Extracted records START

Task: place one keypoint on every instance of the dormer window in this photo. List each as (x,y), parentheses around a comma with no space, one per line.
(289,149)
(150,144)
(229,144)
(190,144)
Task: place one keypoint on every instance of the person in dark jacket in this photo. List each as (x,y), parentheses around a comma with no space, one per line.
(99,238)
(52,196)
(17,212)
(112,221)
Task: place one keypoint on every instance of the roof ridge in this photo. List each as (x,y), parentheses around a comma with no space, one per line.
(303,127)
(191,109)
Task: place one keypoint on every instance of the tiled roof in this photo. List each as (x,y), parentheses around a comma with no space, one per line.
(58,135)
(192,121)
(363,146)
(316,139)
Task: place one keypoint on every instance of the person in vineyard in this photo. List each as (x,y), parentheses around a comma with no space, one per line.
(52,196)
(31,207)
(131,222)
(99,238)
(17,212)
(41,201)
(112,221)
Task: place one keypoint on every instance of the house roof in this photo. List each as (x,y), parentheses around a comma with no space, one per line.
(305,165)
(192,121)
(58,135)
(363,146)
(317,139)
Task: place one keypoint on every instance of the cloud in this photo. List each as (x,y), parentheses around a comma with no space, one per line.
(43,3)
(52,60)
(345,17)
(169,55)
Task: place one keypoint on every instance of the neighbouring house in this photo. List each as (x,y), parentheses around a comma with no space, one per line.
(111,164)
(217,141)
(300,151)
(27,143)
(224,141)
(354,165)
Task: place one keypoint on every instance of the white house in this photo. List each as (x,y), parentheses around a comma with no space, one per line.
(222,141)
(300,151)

Extracted records END

Assignment: The answer is the run of lines that starts at the one containing "Task: place one keypoint on every instance of the cloud" and ends at the last line of the material, reproduced exactly.

Result below:
Task: place one keypoint on every instance of the cloud in this photo. List each as (x,y), parentheses around a comma with no space, one per line.
(43,3)
(52,60)
(345,17)
(169,55)
Task: place one keypoint on every instance of the neighbouring house in this photo. List each as (x,y), parentheses around a comma with no space, one per line.
(111,164)
(217,141)
(300,151)
(27,143)
(224,141)
(354,165)
Task: place one keypoint on every instance of the white house in this photo. List each as (x,y), parentheses around a comma with no space, one per line.
(222,141)
(300,151)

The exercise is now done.